What the task asks:
Could you retype only the lines from the one containing "white knitting needle." through the final line of the entries, both included, skipping any images?

Source data:
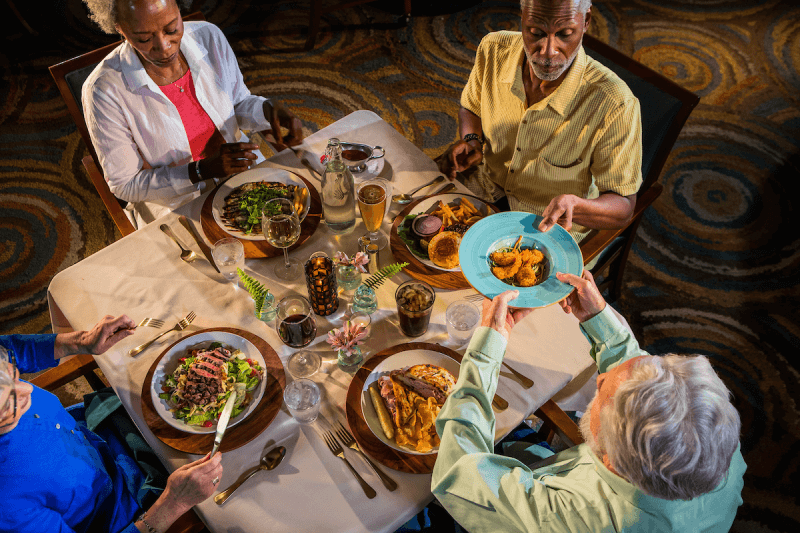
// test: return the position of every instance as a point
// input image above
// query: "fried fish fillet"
(443, 249)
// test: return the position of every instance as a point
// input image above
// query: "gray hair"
(672, 429)
(104, 12)
(583, 5)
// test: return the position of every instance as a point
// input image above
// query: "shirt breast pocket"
(573, 177)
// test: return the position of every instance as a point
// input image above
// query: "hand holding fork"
(183, 324)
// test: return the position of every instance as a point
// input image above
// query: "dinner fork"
(150, 322)
(336, 449)
(347, 439)
(183, 324)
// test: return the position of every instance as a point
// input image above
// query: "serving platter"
(396, 459)
(170, 361)
(395, 362)
(423, 269)
(255, 246)
(247, 429)
(502, 230)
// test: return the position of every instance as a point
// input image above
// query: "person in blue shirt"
(57, 474)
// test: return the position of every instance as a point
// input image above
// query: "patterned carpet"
(714, 268)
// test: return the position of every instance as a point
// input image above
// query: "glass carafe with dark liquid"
(338, 191)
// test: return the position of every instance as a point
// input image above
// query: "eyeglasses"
(10, 405)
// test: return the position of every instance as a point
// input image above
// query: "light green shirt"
(575, 492)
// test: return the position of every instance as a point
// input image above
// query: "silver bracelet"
(150, 529)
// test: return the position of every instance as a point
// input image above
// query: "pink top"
(198, 125)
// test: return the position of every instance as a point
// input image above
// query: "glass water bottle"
(338, 191)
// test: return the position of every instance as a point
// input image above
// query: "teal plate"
(501, 230)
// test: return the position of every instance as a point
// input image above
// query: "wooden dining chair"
(665, 108)
(316, 11)
(69, 77)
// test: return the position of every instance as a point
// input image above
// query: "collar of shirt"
(136, 76)
(559, 100)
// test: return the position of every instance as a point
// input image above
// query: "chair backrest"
(70, 76)
(665, 105)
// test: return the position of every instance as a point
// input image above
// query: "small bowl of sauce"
(426, 226)
(357, 155)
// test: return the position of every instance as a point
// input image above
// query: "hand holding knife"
(199, 240)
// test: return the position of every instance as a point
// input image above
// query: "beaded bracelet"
(473, 137)
(150, 529)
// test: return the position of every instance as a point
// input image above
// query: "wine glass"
(281, 228)
(372, 204)
(295, 322)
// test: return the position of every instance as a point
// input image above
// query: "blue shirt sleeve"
(33, 352)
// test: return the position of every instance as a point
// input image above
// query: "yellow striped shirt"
(583, 139)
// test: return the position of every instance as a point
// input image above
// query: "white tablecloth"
(141, 275)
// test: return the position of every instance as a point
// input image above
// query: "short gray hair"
(672, 429)
(583, 5)
(104, 12)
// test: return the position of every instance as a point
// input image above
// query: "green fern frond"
(255, 288)
(377, 279)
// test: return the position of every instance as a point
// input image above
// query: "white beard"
(561, 67)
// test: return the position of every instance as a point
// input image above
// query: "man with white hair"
(549, 127)
(662, 439)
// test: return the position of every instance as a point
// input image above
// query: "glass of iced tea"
(372, 196)
(295, 321)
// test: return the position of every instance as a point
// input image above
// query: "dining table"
(142, 275)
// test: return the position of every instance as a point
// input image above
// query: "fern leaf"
(255, 288)
(377, 279)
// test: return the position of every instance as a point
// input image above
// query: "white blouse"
(133, 124)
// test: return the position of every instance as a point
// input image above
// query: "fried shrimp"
(505, 272)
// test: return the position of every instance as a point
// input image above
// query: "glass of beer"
(372, 196)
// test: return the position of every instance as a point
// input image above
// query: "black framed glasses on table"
(8, 381)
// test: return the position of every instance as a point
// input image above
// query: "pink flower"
(347, 337)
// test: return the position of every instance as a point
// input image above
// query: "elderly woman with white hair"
(76, 473)
(166, 108)
(662, 439)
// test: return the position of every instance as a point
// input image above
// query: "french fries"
(464, 213)
(380, 409)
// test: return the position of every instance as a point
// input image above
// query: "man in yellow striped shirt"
(548, 126)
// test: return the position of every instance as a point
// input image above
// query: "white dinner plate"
(395, 362)
(170, 362)
(248, 176)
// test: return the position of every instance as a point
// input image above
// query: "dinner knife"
(223, 422)
(200, 242)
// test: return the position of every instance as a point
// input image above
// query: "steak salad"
(199, 388)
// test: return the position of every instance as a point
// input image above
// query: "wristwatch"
(473, 137)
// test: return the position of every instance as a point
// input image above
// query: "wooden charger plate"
(261, 248)
(237, 435)
(440, 279)
(372, 445)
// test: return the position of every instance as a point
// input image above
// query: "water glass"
(462, 318)
(228, 254)
(302, 397)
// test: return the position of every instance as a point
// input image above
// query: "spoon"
(268, 462)
(186, 255)
(406, 198)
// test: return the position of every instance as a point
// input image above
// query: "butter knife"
(223, 422)
(199, 240)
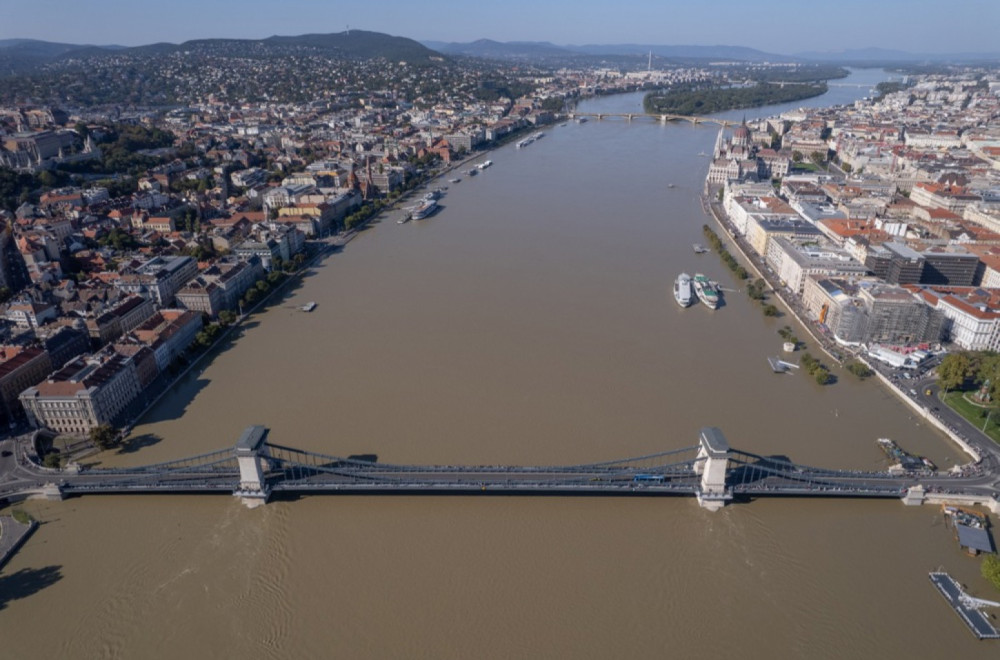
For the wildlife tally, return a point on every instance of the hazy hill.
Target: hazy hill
(22, 55)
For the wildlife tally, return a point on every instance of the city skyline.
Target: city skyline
(776, 26)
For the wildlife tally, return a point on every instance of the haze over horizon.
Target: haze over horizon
(776, 26)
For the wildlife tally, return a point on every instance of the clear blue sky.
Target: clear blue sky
(780, 26)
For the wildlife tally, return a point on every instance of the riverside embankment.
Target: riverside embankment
(529, 322)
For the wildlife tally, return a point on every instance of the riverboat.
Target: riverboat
(425, 209)
(707, 292)
(682, 290)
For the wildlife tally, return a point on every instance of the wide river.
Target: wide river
(530, 321)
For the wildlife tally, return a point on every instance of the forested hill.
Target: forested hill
(28, 55)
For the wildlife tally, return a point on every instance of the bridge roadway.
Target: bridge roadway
(281, 469)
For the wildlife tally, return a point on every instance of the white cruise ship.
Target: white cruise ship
(682, 290)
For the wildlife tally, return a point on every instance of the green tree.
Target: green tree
(104, 436)
(822, 376)
(954, 370)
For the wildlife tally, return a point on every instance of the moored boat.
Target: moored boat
(426, 207)
(707, 293)
(682, 290)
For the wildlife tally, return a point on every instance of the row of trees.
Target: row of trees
(727, 258)
(817, 369)
(970, 368)
(690, 100)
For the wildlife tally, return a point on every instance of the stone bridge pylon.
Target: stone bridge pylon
(714, 449)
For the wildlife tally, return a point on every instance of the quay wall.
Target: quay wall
(723, 222)
(925, 413)
(12, 536)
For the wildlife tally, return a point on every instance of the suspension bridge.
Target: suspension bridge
(711, 471)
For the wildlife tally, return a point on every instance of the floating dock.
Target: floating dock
(967, 607)
(779, 366)
(904, 459)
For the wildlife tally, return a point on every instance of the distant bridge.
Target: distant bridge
(662, 117)
(711, 471)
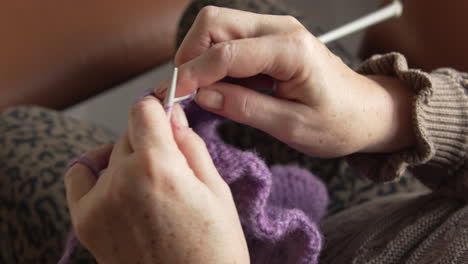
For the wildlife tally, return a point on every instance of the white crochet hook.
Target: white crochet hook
(170, 99)
(395, 9)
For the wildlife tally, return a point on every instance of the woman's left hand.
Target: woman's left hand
(160, 200)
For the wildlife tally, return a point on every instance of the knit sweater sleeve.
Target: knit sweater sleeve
(440, 122)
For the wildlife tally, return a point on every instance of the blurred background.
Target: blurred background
(110, 108)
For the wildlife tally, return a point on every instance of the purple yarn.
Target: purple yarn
(278, 207)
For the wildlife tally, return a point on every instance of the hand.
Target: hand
(160, 200)
(320, 106)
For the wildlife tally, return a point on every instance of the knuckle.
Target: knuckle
(83, 227)
(246, 109)
(208, 14)
(139, 108)
(291, 20)
(296, 130)
(223, 52)
(302, 39)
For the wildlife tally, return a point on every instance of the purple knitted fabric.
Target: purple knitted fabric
(278, 207)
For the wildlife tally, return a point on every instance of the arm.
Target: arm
(440, 122)
(86, 46)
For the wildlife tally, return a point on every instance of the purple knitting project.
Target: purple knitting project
(278, 207)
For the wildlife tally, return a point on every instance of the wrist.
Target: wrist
(389, 121)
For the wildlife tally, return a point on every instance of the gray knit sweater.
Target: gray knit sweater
(413, 228)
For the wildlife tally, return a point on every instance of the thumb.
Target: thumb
(83, 172)
(196, 153)
(265, 112)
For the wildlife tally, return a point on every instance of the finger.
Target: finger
(215, 24)
(148, 126)
(195, 152)
(252, 108)
(81, 178)
(121, 150)
(275, 56)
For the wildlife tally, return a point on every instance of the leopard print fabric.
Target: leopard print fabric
(36, 145)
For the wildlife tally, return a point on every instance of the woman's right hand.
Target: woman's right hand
(320, 106)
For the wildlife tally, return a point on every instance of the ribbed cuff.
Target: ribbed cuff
(439, 119)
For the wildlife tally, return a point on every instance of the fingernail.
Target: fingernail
(178, 116)
(210, 98)
(143, 95)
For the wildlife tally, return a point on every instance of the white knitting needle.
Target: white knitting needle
(394, 9)
(170, 97)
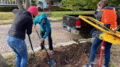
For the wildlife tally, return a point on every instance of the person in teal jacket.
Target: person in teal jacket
(45, 30)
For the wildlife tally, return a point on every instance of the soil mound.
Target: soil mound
(74, 55)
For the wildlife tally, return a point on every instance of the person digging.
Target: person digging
(45, 30)
(21, 25)
(110, 17)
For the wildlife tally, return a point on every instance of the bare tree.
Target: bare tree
(23, 4)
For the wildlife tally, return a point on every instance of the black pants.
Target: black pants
(49, 41)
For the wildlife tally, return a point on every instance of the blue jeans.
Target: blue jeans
(95, 45)
(20, 49)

Solution for this exercise:
For the wildlife tally, return a point on every instance of the white knitting needle.
Target: white knitting needle
(394, 9)
(170, 97)
For the wildlife tally, return a point on every instance of the person in teal jacket.
Target: person in teal jacket
(45, 30)
For the wildlife tally, return a point on every instance of the soil mound.
Target: soil mound
(74, 55)
For the wildlife tally, return a point on every instance of the person digging.
Target: person digging
(45, 30)
(21, 25)
(110, 17)
For the wildlife tally, return a point on every instance of the bare tree.
Target: bare tree
(23, 4)
For the wildlife tally, return a point on every instance of the black pants.
Target: black pants
(49, 41)
For the wildlife tally, return a point on every instance of the blue jeans.
Target: blue jeans
(95, 45)
(20, 49)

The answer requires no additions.